Data excerpts

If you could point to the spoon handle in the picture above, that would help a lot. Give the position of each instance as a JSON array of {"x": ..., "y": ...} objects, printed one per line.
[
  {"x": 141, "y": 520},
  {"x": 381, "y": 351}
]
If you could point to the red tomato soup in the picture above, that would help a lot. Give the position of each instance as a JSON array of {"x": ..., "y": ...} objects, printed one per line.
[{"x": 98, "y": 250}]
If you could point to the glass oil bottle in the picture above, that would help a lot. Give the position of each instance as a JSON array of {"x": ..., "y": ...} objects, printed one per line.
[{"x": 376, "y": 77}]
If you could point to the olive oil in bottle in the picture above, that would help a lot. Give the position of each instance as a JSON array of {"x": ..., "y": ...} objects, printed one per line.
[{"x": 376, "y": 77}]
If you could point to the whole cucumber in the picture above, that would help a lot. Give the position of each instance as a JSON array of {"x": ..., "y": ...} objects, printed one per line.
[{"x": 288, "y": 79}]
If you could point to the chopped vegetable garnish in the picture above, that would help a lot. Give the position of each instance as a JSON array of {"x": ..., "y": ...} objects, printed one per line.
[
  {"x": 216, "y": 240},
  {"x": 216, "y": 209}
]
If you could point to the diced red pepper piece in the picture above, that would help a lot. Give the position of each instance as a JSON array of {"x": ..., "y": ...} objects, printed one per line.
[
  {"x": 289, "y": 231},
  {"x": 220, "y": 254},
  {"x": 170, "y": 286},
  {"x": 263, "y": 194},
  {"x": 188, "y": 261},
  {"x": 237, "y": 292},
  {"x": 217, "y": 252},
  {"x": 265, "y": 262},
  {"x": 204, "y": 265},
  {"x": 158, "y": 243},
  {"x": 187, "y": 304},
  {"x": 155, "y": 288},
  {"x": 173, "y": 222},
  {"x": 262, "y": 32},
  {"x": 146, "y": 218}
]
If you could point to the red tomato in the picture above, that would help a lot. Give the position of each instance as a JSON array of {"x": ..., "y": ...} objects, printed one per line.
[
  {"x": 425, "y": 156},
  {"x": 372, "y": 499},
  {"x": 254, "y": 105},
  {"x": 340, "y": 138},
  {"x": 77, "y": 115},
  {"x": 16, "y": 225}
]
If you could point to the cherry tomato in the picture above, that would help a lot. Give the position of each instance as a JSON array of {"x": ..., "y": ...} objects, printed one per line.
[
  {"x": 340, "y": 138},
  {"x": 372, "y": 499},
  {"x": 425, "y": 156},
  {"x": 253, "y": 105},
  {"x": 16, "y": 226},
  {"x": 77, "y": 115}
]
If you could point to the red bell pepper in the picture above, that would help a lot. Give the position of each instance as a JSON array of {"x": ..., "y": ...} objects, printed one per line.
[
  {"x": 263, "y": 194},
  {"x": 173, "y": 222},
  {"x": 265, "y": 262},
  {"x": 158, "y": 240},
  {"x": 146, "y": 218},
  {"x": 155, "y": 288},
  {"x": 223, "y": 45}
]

* [REQUIREMENT]
The lines to output run from the one containing "If you could point to the red bell" to the last line of the entries; give them back exactly.

* [SOLUTION TO THIS PROBLEM]
If you could point to the red bell pepper in the picture above, that would help a lot. Give the position of each instance as a JSON array of {"x": ..., "y": ...} objects, printed one per line.
[
  {"x": 263, "y": 194},
  {"x": 173, "y": 222},
  {"x": 265, "y": 262},
  {"x": 158, "y": 240},
  {"x": 146, "y": 218},
  {"x": 155, "y": 288},
  {"x": 223, "y": 45}
]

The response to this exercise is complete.